> _DATA FOR THIS EXERCISE_
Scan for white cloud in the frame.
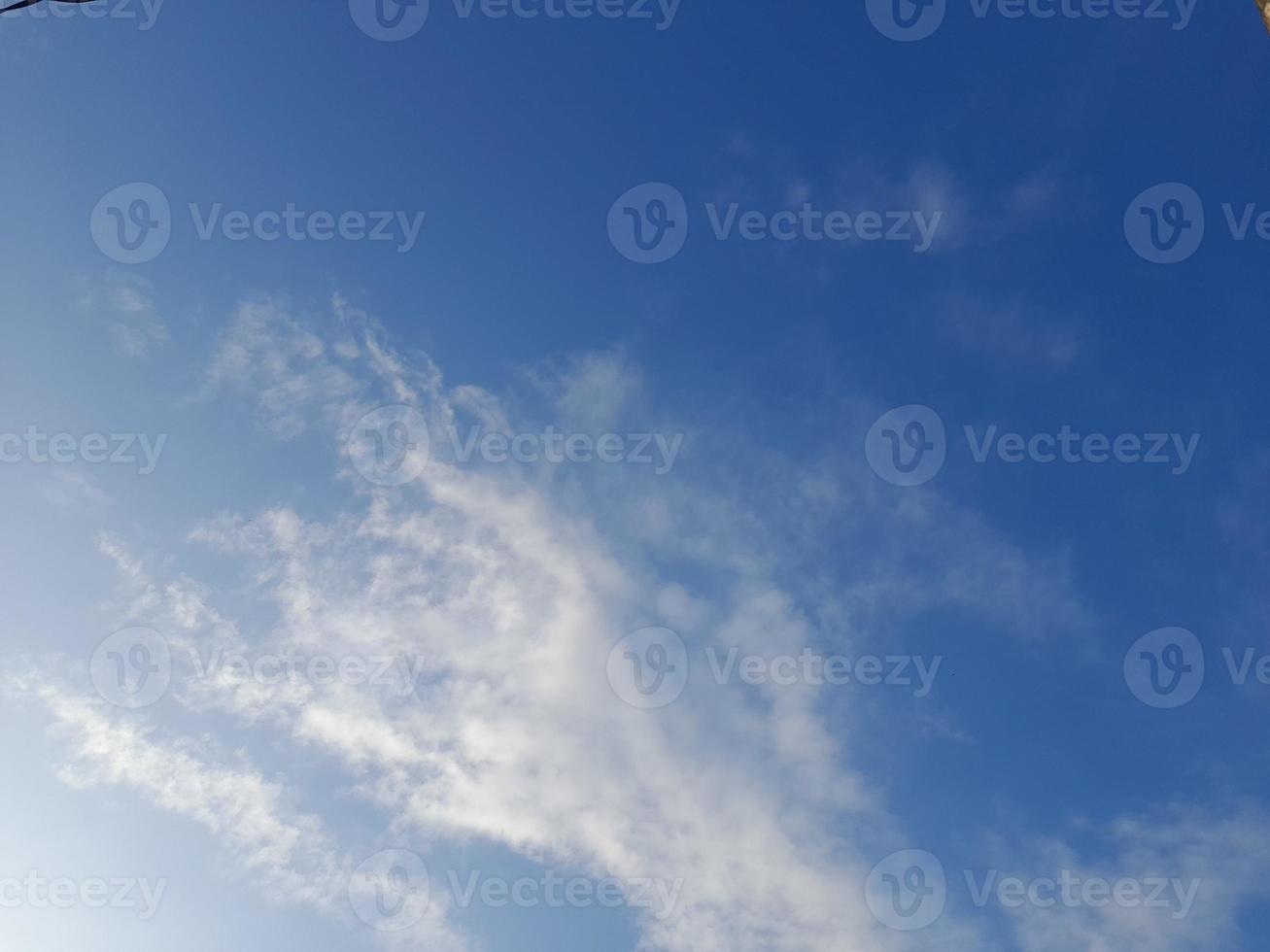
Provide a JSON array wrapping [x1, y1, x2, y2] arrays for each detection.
[[24, 299, 1254, 952]]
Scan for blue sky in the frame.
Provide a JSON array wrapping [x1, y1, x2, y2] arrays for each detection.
[[0, 0, 1270, 952]]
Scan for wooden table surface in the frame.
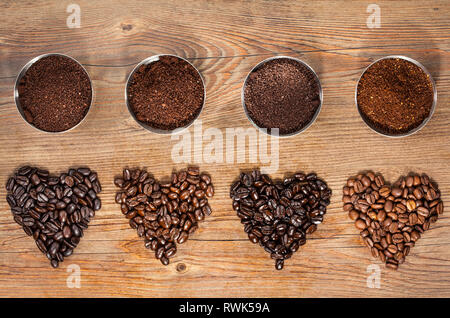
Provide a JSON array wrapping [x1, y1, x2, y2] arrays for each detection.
[[0, 0, 450, 297]]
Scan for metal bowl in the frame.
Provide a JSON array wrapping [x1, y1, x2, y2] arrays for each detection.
[[14, 53, 94, 134], [125, 54, 206, 135], [241, 55, 323, 137], [355, 55, 437, 138]]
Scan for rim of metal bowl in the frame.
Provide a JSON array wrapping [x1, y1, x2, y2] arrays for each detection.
[[125, 54, 206, 135], [355, 55, 437, 138], [241, 55, 323, 138], [14, 53, 94, 134]]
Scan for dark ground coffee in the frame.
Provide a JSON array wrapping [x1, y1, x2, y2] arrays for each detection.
[[18, 55, 92, 132], [244, 58, 320, 135], [357, 58, 434, 135], [127, 55, 204, 130]]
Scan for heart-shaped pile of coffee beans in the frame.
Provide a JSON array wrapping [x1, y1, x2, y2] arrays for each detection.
[[114, 167, 214, 265], [342, 172, 444, 269], [230, 170, 331, 270], [6, 166, 101, 268]]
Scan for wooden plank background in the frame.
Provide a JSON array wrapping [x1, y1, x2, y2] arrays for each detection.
[[0, 0, 450, 297]]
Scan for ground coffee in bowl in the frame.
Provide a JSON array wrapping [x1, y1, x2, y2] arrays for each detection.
[[15, 54, 92, 132], [126, 55, 205, 133], [242, 57, 322, 136], [356, 56, 437, 137]]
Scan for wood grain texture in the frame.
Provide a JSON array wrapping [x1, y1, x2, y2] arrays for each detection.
[[0, 0, 450, 297]]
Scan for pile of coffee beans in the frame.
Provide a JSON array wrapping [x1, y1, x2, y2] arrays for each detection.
[[342, 172, 444, 269], [230, 170, 331, 270], [6, 166, 101, 268], [114, 167, 214, 265]]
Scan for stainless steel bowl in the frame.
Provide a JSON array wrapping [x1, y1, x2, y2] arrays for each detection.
[[125, 54, 206, 135], [14, 53, 94, 134], [355, 55, 437, 138], [241, 55, 323, 137]]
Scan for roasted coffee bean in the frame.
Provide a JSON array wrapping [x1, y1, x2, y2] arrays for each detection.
[[232, 170, 330, 270], [6, 166, 100, 267], [342, 172, 443, 269], [113, 167, 214, 265]]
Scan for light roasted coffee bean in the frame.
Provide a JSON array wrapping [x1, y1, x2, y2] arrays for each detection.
[[113, 167, 214, 265], [342, 172, 443, 269]]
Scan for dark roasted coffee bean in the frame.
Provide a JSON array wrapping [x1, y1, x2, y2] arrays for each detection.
[[230, 170, 330, 269]]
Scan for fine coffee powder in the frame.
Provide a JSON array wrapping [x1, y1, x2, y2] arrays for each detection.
[[357, 58, 434, 135], [18, 55, 92, 132], [127, 55, 205, 130], [244, 58, 320, 135]]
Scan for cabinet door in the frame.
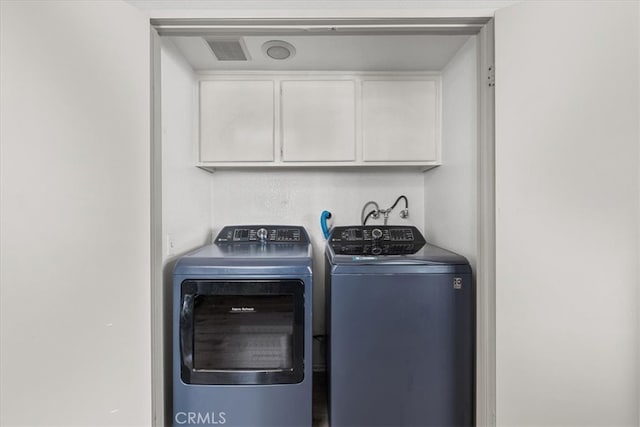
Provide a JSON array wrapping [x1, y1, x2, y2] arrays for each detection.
[[281, 80, 356, 162], [492, 1, 640, 426], [0, 1, 153, 426], [200, 80, 274, 162], [362, 80, 440, 162]]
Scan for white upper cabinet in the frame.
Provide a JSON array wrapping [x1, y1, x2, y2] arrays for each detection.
[[362, 80, 440, 162], [198, 73, 442, 169], [200, 80, 274, 162], [281, 80, 356, 162]]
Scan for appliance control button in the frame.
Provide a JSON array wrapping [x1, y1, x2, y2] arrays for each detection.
[[256, 228, 269, 242]]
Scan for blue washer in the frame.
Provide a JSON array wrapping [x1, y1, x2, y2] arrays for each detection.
[[325, 226, 475, 427]]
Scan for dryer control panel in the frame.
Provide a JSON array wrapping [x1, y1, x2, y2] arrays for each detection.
[[329, 225, 426, 255], [215, 225, 309, 244]]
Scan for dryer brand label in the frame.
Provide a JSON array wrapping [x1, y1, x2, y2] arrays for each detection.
[[174, 412, 227, 425], [231, 307, 256, 313]]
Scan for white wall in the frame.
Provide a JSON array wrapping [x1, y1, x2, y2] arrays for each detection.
[[211, 170, 424, 367], [424, 36, 478, 271], [0, 1, 151, 426], [160, 39, 212, 260], [496, 2, 640, 426]]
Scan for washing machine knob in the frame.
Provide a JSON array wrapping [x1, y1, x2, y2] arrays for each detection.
[[371, 228, 382, 240], [256, 228, 269, 242]]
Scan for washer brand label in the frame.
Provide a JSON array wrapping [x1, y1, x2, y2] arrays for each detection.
[[174, 412, 227, 425], [231, 307, 256, 313]]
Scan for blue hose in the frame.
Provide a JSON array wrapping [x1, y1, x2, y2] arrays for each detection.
[[320, 211, 331, 240]]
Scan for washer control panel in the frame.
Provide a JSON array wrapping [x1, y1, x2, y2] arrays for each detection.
[[215, 225, 309, 244], [329, 225, 426, 255]]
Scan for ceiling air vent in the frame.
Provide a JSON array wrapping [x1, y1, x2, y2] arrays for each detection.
[[207, 39, 249, 61]]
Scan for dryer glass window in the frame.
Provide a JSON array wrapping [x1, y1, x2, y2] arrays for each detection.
[[193, 295, 294, 370], [177, 279, 305, 384]]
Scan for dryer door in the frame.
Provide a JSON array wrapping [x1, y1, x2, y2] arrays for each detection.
[[180, 280, 304, 384]]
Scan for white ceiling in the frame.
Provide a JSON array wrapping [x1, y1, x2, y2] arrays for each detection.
[[167, 35, 469, 71]]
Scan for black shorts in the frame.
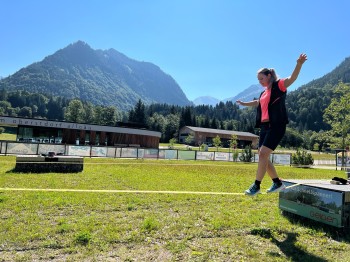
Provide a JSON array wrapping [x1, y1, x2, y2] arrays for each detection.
[[259, 123, 286, 150]]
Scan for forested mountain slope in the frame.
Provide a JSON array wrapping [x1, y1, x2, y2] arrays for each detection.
[[0, 41, 191, 110]]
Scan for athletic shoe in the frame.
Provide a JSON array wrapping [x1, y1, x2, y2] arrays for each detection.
[[267, 182, 286, 193], [245, 183, 260, 196]]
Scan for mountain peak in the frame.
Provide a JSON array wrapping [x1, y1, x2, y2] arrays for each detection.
[[0, 40, 191, 110]]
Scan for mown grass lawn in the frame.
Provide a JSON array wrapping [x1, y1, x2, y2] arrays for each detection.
[[0, 156, 350, 261]]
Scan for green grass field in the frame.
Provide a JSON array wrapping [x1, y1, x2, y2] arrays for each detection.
[[0, 156, 350, 261]]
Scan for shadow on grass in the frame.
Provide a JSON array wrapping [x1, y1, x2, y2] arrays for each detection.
[[251, 229, 328, 262]]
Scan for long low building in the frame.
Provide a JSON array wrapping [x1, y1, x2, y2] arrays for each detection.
[[0, 116, 161, 148], [179, 126, 259, 148]]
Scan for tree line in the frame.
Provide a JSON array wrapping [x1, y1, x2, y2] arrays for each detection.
[[0, 83, 350, 151]]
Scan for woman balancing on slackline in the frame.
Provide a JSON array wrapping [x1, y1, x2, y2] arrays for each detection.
[[237, 54, 307, 196]]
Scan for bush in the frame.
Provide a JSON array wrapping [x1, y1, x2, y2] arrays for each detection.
[[292, 149, 314, 166]]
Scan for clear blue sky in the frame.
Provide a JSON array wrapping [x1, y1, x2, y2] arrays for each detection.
[[0, 0, 350, 100]]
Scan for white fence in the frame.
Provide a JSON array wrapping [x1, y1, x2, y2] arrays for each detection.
[[0, 141, 292, 165]]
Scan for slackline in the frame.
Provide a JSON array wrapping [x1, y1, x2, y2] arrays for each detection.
[[0, 187, 265, 195], [0, 184, 312, 196]]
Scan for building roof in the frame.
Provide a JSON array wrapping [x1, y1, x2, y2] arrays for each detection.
[[0, 116, 161, 137], [182, 126, 259, 138]]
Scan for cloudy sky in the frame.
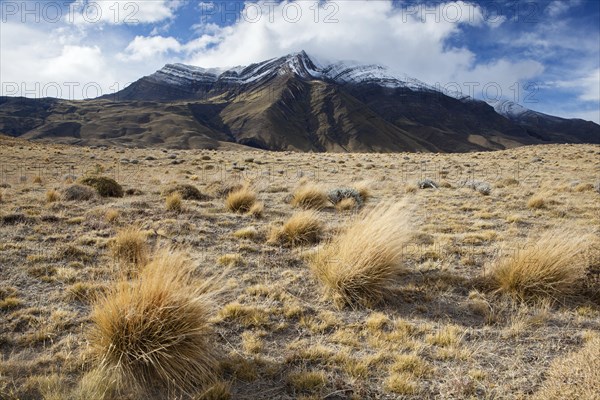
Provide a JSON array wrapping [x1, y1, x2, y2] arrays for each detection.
[[0, 0, 600, 123]]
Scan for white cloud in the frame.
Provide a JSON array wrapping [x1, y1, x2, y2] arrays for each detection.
[[179, 1, 543, 99], [0, 0, 600, 123], [67, 0, 182, 27], [554, 68, 600, 103], [545, 0, 581, 17], [118, 36, 181, 61]]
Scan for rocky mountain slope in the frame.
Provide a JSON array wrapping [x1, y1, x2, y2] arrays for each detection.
[[0, 52, 600, 152]]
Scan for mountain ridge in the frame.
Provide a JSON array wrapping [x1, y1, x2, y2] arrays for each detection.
[[0, 51, 600, 152]]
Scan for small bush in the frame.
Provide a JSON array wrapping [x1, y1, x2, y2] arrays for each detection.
[[269, 210, 323, 246], [206, 181, 244, 197], [490, 230, 592, 300], [163, 184, 209, 201], [311, 204, 412, 305], [63, 184, 96, 201], [110, 227, 148, 266], [462, 181, 492, 196], [248, 202, 265, 218], [291, 184, 329, 210], [46, 189, 60, 203], [81, 176, 123, 197], [417, 179, 439, 189], [225, 186, 256, 213], [335, 198, 359, 211], [327, 188, 364, 207], [165, 192, 183, 211], [89, 251, 217, 393], [527, 195, 546, 209], [104, 208, 120, 223]]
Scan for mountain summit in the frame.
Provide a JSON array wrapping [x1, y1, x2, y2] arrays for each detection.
[[0, 51, 600, 152]]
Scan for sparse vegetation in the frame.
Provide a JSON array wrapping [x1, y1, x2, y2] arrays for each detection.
[[269, 210, 323, 246], [291, 183, 329, 210], [311, 204, 412, 304], [110, 227, 149, 266], [225, 186, 256, 214], [163, 184, 208, 201], [0, 137, 600, 400], [165, 192, 183, 212], [63, 184, 96, 201], [46, 189, 60, 203], [81, 176, 123, 197], [104, 208, 121, 223], [527, 194, 546, 209], [490, 230, 593, 301], [533, 336, 600, 400]]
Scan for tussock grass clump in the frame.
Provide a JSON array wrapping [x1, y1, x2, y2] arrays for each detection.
[[81, 176, 123, 197], [110, 227, 148, 266], [163, 184, 208, 201], [310, 204, 412, 305], [268, 210, 323, 246], [62, 184, 96, 201], [225, 186, 256, 214], [527, 194, 546, 209], [89, 250, 217, 393], [248, 202, 265, 219], [489, 230, 593, 300], [291, 183, 329, 210], [165, 192, 183, 211], [46, 189, 60, 203], [206, 180, 244, 197], [104, 208, 121, 223], [335, 198, 360, 212], [533, 336, 600, 400]]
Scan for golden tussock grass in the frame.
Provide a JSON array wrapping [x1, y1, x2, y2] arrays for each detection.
[[89, 250, 217, 393], [291, 183, 329, 210], [489, 229, 593, 300], [104, 208, 120, 223], [335, 197, 358, 211], [110, 226, 148, 266], [533, 336, 600, 400], [165, 192, 183, 211], [46, 189, 60, 203], [225, 186, 256, 213], [527, 194, 546, 209], [310, 203, 412, 304], [248, 202, 265, 218], [268, 210, 323, 246]]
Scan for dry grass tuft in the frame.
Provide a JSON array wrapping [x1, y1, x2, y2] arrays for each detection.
[[89, 250, 217, 393], [291, 183, 329, 210], [268, 210, 323, 246], [248, 202, 265, 219], [311, 204, 412, 304], [335, 197, 358, 212], [110, 227, 148, 266], [165, 192, 183, 212], [225, 186, 256, 214], [104, 208, 121, 224], [489, 230, 592, 301], [533, 336, 600, 400], [527, 194, 546, 209], [46, 189, 60, 203]]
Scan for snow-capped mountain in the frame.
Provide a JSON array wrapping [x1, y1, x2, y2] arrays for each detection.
[[148, 51, 452, 91], [0, 51, 600, 152]]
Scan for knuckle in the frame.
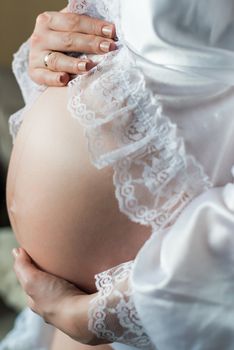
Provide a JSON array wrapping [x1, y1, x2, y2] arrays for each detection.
[[48, 52, 59, 70], [90, 35, 100, 53], [67, 13, 81, 31], [62, 32, 73, 50], [36, 12, 51, 26], [30, 32, 41, 47], [28, 67, 35, 80], [91, 20, 101, 35], [23, 275, 36, 297]]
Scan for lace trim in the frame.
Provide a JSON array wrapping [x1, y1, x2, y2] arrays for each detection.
[[68, 43, 211, 229], [89, 262, 155, 350]]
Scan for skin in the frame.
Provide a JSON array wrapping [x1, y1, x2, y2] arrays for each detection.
[[29, 12, 116, 87], [11, 10, 146, 350]]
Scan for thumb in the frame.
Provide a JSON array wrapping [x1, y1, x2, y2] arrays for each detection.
[[12, 248, 43, 295]]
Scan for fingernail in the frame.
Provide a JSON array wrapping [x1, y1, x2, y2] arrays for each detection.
[[102, 26, 113, 38], [59, 74, 68, 84], [100, 41, 116, 52], [12, 248, 20, 258], [78, 61, 88, 72]]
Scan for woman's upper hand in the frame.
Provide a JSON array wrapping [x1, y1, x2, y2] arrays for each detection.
[[13, 248, 105, 345], [29, 12, 116, 86]]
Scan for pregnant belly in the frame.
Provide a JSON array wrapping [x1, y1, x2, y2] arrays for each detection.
[[7, 88, 149, 292]]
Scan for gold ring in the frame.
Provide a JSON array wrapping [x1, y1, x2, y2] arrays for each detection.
[[44, 51, 53, 68]]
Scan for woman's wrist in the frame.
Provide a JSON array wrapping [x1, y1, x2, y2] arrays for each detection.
[[66, 293, 109, 345]]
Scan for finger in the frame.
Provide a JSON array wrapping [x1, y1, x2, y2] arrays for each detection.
[[46, 12, 116, 39], [13, 248, 44, 296], [29, 68, 70, 87], [46, 32, 117, 54], [34, 52, 96, 74]]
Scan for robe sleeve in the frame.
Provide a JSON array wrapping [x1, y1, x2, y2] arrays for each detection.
[[132, 180, 234, 350]]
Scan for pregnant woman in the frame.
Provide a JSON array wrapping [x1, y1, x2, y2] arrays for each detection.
[[2, 0, 234, 350]]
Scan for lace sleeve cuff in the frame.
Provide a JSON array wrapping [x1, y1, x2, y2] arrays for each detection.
[[89, 262, 154, 350]]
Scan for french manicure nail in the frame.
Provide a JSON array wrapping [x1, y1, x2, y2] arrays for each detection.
[[102, 26, 113, 38], [78, 61, 88, 72], [100, 41, 115, 52], [12, 248, 20, 258], [59, 74, 68, 84]]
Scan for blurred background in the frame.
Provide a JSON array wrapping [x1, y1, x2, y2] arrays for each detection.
[[0, 0, 66, 340]]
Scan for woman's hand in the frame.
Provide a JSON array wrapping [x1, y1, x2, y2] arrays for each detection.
[[13, 248, 105, 345], [29, 12, 116, 86]]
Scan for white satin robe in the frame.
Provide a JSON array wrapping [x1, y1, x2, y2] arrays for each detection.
[[119, 0, 234, 350]]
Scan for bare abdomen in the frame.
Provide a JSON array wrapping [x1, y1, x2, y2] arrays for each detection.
[[7, 88, 149, 291]]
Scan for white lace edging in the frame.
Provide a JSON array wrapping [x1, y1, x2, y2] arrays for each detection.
[[89, 262, 155, 350], [68, 47, 211, 230], [9, 40, 46, 143]]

> _WORK TO DO_
Rewrite the records, starting at the beginning and ending at the line that contains "[[0, 0, 1270, 952]]". Replace "Scan for" with "Look for", keep everything else the same, and leave the pictures out.

> _ANSWER TO THIS EXERCISE_
Look for white cloud in the frame.
Provide a JSON array wrapping [x1, y1, x2, y2] arrays for each detection.
[[24, 299, 1254, 952]]
Look for blue sky in the frame.
Provide a JSON array wrapping [x1, y1, x2, y2] arrays for each detection.
[[0, 0, 1270, 952]]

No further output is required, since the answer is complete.